Aim of the task. In the following listing, find the lines containing "query" and report them.

Supplied records.
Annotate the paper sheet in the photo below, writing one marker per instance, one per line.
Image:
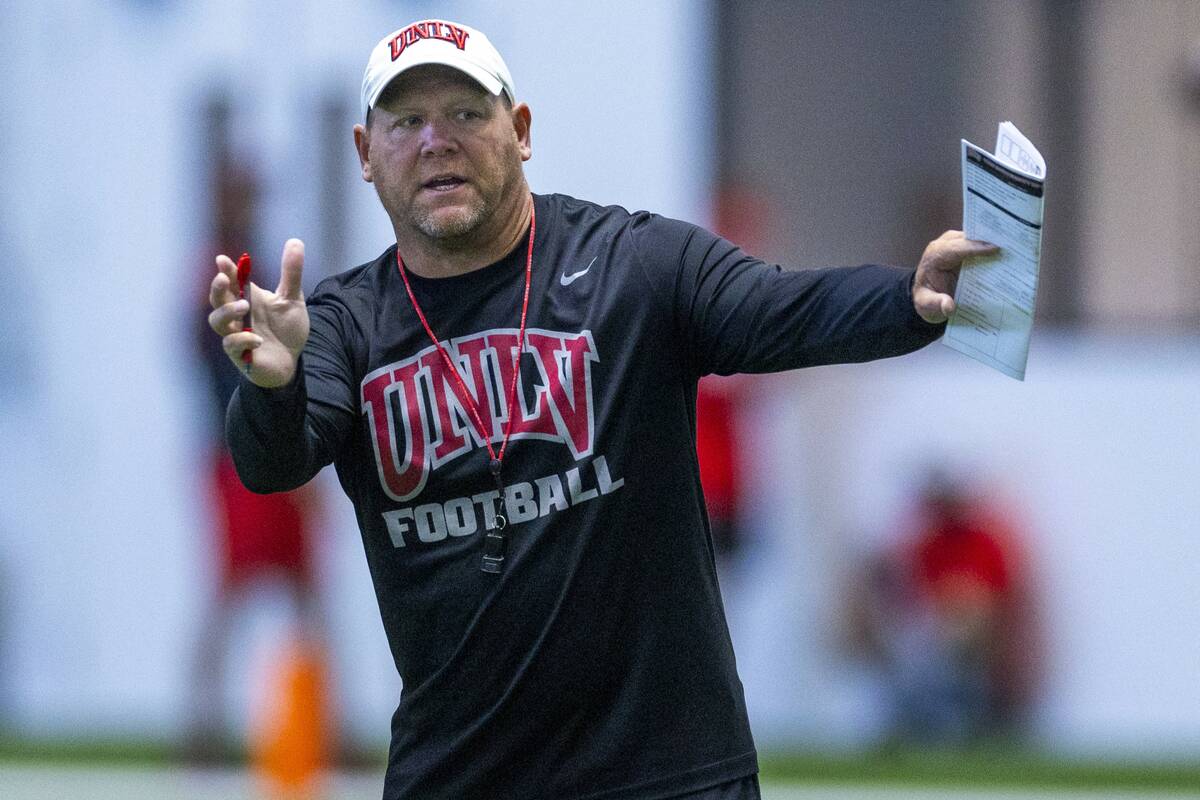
(1002, 203)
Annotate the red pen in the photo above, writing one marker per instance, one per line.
(247, 355)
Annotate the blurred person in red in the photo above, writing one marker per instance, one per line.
(948, 618)
(261, 539)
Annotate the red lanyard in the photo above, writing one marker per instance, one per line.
(493, 553)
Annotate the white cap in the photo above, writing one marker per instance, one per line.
(435, 41)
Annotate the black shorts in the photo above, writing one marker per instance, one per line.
(743, 788)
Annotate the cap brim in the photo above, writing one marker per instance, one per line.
(480, 76)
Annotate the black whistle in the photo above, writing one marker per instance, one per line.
(493, 553)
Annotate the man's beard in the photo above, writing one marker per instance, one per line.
(456, 227)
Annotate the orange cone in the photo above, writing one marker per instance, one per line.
(291, 750)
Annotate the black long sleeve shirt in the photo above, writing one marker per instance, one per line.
(598, 663)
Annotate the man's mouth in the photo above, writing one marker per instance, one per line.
(443, 182)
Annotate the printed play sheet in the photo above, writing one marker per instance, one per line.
(1002, 200)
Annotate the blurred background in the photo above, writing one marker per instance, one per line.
(934, 573)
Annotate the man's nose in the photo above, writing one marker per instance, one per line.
(437, 139)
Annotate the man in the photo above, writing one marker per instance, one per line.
(509, 398)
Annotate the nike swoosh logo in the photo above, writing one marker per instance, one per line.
(568, 280)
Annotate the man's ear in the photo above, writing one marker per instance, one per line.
(363, 146)
(522, 120)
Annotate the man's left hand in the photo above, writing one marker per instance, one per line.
(933, 289)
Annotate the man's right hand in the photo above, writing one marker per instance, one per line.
(279, 319)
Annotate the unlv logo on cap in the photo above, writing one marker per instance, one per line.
(429, 29)
(399, 398)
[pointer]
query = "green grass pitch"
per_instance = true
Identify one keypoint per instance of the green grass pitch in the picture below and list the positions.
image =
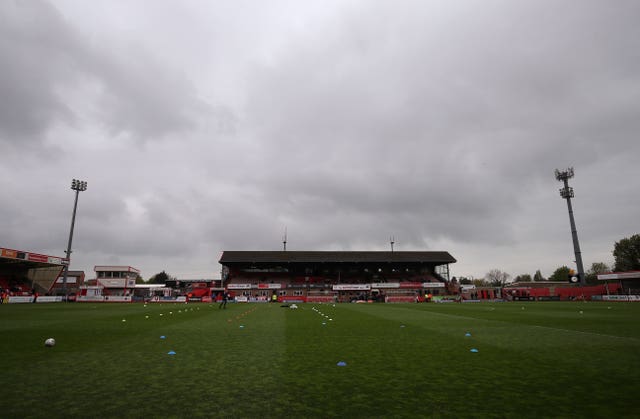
(551, 359)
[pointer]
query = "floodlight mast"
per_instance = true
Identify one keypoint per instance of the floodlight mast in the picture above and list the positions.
(567, 193)
(78, 186)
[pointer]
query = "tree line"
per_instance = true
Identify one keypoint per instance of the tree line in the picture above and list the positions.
(626, 253)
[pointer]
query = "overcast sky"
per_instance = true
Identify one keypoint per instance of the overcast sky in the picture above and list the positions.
(204, 126)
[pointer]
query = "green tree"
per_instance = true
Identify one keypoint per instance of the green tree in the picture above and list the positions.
(627, 254)
(596, 269)
(560, 275)
(522, 278)
(160, 278)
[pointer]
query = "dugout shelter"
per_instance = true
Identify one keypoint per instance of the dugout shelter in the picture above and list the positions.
(336, 276)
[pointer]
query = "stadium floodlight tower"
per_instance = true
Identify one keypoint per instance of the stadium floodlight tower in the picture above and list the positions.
(78, 186)
(567, 193)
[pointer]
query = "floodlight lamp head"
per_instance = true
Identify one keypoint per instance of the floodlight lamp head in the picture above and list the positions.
(78, 185)
(566, 192)
(565, 174)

Your response.
query = "green grass pitch"
query = "floodlight mast"
query = "tree line"
query = "overcast sky"
query = "green tree"
query = "dugout shelter"
query = "stadium floodlight tower"
query = "floodlight lamp head"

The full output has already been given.